[TASK STATEMENT]
Continue the film analysis about Max Cady and Sam, starting right after its final sentence.

Speaking of acting, Sam’s increasing agitation with Cady, and his own turgid soul, gives Nick Nolte tremendous latitude in his performance, and he delivers. Jessica Lange does outstanding work as a woman of deeply repressed anger and resentment, resulting in fiery, passionate outbursts.

Symbolism and Its Importance to Story

On a symbolic level, Max Cady represents the physical manifestation of Sam’s (Nolte) Shadow. In Jungian psychology, the Shadow consists of all our negative and repressed traits. They are the least desirable aspects of our personality – the vulgar, shameful, corrupt aspects of ourselves. We shove them deep inside to avoid having to face them. If you’ve ever met someone who “rubbed you the wrong way,” chances are it’s because you see those negative aspects of yourself in them.

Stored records
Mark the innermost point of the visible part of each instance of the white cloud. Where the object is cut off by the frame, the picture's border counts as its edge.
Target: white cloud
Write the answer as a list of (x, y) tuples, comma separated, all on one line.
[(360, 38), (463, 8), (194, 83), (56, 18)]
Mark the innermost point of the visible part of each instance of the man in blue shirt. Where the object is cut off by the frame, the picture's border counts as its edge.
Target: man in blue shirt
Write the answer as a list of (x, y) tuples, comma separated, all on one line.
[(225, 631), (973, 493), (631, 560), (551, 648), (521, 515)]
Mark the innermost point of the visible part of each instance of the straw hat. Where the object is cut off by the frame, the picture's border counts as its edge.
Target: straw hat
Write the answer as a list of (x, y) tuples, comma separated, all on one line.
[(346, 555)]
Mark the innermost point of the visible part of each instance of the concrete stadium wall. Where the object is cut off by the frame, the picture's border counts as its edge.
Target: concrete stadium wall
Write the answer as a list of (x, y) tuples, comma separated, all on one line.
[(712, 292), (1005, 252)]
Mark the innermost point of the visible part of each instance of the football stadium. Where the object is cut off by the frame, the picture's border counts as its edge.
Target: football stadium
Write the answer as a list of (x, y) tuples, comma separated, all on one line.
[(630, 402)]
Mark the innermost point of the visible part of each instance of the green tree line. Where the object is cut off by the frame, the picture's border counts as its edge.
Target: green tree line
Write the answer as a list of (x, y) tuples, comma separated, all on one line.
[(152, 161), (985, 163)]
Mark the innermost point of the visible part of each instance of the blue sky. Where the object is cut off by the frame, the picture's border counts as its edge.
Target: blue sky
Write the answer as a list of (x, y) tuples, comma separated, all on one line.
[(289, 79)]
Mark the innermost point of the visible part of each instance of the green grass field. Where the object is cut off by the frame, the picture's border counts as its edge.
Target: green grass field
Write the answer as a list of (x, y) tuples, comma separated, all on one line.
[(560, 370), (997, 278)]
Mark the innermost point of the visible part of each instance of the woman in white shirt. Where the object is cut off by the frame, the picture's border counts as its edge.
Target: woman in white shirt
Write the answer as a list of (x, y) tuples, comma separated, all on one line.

[EXERCISE RESPONSE]
The more you repress those parts of yourself, the more they will pop up at the worst times. The way you defeat the shadow is, in essence, to “own your shit.” You must struggle and grapple with your own dark side, and in doing so release this “shadow material” into your consciousness. Now you are fully aware of it and can either incorporate it or inoculate yourself against its influence.

The hero’s main feat is to overcome the monster of darkness: it is the long-hoped-for and expected triumph of consciousness over the unconscious. The coming of consciousness was probably the most tremendous experience of primeval times, for with it a world came into being whose existence no one had suspected before. “And God said, ‘Let there be light”‘ is the projection of that immemorial experience of the separation of consciousness from the unconscious.

“The Psychology of the Child Archetype” (1940). In CW 9, Part I: The Archetypes and the Collective Unconscious. P.284

Sam Bowden has a lot of shadow material, and the movie is his symbolic journey towards a confrontation with his Shadow as represented by Cady. Sam buried potentially exculpatory evidence on Cady when acting as his defense attorney in a rape case. Sam has been unfaithful to his wife Leigh (Lange) in the past and its suggested that Sam almost committed her to an institution. He is flirting with a young law clerk (Illeana Douglas) from his office. He is disconnected from his daughter, Danielle.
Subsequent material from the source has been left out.